# ОТРЫВОК СТРАНИЦЫ

Выбрать главу

Нужно это только заново перечувствовать, а я только вспоминаю то, что когда-то чувствовал. <...>

8 июня. Получил сегодня письмо от Ремизова. Странный человек. Он воспринимает очень много впечатлений, но душа у него, как закопченное стекло, пропускает их ужасно мало. И все это скупо, скудно, мучительно трудно. Вольного воздуха нет ни в чем, что он делает. Вот только что получил от него письмо. Все вымученно, все старательно.

(Вклеено письмо.— Е. Ч.)

Многоуважаемый Корней Иванович!

Вот Вам человек для «Плена».

Кланяюсь Марье Борисовне.

Ремизов

Вот что я решил: каждый день переводить (прозой) по сонету из Россетти.

Сонет — это памятник минуте,— памятник мертвому, бессмертному часу, созданный вечностью души. Блюди, чтобы он не кичился своим тяжелым совершенством,— создан ли он для очистительной молитвы или для грозных знамений. Отчекань его из слоновой кости или из черного дерева,— да будет он подобен дню или ночи. И пусть увидит время его украшенный цветами шлем — блестящим и в жемчугах. Сонет — монета. Ее лицо — душа. А на обороте сказано, кому она служит воздаянием: служит ли она царственной податью, которой требует жизнь, или данью при высоком дворе любви. Или среди подземных ветров, в темных верфях он служит, он кладется в руки харона, как пошлина смерти. Прекрасно! Я начал хромыми стихами:

О памятник мгновения — сонет —

Умершего бессмертного мгновенья. <...>

18 июня. <...> Заинтересовал меня Чаттертон. Вот что пишет о нем Rossetti: «С шекспировской зрелостью в диком сердце мальчишки; сомнением Гамлета близко соединенный с Шекспиром и родной Мильтону гордыней Сатаны,— он склонился только у дверей Смерти— и ждал стрелы. И к новому бесценному цветнику английского искусства — даже к этому алтарю, который Время уже сделало божественным, к невысказанному сердцу, которое противоборствовало с ним — он направил ужасное острие, и сорвал печати жизни. Five English Poets. Sonnet First»*.

* Пять английских поэтов. Первый сонет (англ.).

Кажется, у Китса есть о нем нечто подобное. Теперь ночь, но все же хочется справиться.

# ЗАДАНИЕ
Повторите слово в слово кусок из отрывка дневника: от слов «Нужно это только» до слов «Многоуважаемый Корней Иванович!». Дальше идёт отдельный материал, с отрывком из дневника он не связан.

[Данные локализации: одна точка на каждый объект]

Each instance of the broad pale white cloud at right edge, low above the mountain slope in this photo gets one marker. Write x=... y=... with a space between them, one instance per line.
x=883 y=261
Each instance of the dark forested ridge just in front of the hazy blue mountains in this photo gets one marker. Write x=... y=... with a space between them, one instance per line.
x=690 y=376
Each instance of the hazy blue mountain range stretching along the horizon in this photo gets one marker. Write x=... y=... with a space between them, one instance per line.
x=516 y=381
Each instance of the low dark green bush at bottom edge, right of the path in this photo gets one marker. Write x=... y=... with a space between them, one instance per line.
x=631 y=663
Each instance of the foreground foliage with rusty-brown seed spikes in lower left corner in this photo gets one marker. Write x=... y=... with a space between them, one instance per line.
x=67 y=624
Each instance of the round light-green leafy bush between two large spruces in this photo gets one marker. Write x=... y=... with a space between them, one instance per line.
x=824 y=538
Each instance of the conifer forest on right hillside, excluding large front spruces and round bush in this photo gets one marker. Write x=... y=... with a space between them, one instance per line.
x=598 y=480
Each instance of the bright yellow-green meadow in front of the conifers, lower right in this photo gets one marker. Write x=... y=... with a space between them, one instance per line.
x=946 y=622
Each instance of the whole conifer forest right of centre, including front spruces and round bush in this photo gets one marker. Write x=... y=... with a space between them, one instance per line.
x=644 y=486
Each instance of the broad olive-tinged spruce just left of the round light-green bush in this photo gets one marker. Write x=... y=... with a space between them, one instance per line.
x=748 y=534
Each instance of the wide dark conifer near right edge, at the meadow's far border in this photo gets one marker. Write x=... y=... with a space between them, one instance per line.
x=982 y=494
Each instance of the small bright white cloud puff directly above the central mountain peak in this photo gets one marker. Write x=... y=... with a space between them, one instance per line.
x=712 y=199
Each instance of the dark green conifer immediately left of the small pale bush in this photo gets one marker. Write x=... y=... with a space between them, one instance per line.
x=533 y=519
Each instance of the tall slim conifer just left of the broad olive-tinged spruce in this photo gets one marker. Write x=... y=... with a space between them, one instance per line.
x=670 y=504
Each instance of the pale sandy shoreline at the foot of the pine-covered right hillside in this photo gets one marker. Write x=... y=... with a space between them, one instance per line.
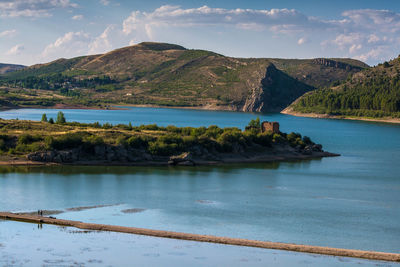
x=338 y=117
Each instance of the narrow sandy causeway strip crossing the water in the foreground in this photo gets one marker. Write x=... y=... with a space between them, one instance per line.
x=371 y=255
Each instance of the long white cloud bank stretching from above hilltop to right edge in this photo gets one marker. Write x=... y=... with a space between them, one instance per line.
x=361 y=33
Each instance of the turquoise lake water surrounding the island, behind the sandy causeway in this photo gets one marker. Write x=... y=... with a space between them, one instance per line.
x=350 y=201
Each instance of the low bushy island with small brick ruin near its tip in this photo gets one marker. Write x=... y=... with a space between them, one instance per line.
x=60 y=142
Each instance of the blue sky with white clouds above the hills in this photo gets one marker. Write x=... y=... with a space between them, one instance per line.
x=39 y=31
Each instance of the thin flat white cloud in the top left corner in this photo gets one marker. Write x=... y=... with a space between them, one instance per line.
x=32 y=8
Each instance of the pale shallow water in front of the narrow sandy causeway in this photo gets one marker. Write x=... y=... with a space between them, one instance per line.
x=29 y=245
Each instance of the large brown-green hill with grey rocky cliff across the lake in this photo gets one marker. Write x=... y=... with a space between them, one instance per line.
x=171 y=75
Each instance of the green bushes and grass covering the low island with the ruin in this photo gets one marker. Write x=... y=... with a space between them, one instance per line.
x=152 y=139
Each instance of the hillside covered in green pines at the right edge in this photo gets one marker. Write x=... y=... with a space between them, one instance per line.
x=373 y=92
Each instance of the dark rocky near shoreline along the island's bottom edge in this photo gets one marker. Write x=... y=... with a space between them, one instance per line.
x=226 y=161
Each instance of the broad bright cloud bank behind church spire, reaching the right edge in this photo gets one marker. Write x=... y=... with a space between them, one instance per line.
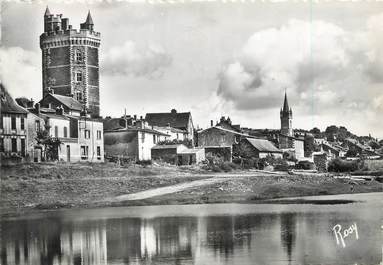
x=327 y=70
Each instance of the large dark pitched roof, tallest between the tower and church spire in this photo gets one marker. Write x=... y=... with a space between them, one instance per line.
x=174 y=119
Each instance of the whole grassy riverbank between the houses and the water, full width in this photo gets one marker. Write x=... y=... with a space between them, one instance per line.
x=31 y=187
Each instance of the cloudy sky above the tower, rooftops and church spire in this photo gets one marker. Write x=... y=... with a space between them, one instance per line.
x=219 y=58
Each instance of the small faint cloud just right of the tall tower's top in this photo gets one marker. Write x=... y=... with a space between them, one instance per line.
x=129 y=59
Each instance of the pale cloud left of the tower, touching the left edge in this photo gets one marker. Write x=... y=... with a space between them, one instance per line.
x=20 y=71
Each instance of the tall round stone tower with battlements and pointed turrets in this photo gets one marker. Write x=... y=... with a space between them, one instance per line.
x=70 y=60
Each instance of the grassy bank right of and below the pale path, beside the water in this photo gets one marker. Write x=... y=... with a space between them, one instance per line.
x=259 y=189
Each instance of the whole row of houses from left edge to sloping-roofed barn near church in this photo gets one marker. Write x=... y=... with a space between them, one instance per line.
x=168 y=136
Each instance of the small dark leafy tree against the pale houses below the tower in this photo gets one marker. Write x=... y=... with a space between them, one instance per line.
x=51 y=145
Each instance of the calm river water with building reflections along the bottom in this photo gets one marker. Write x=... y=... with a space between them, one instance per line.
x=200 y=234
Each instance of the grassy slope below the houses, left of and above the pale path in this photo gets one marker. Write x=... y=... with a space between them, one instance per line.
x=60 y=185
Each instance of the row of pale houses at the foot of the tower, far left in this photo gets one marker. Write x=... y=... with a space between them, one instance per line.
x=25 y=132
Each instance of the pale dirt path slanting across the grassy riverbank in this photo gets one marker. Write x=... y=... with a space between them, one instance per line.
x=170 y=189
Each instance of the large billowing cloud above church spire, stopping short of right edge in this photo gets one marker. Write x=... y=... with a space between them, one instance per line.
x=297 y=56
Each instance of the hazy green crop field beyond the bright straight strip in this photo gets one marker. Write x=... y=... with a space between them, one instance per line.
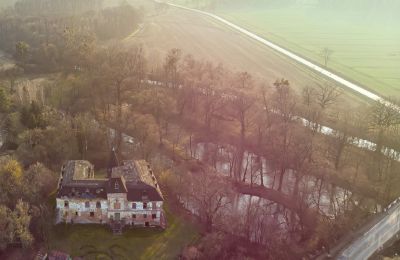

# ОТВЕТ
Нужно это только заново перечувствовать, а я только вспоминаю то, что когда-то чувствовал. <...>

8 июня. Получил сегодня письмо от Ремизова. Странный человек. Он воспринимает очень много впечатлений, но душа у него, как закопченное стекло, пропускает их ужасно мало. И все это скупо, скудно, мучительно трудно. Вольного воздуха нет ни в чем, что он делает. Вот только что получил от него письмо. Все вымученно, все старательно.

(Вклеено письмо.— Е. Ч.)

Многоуважаемый Корней Иванович!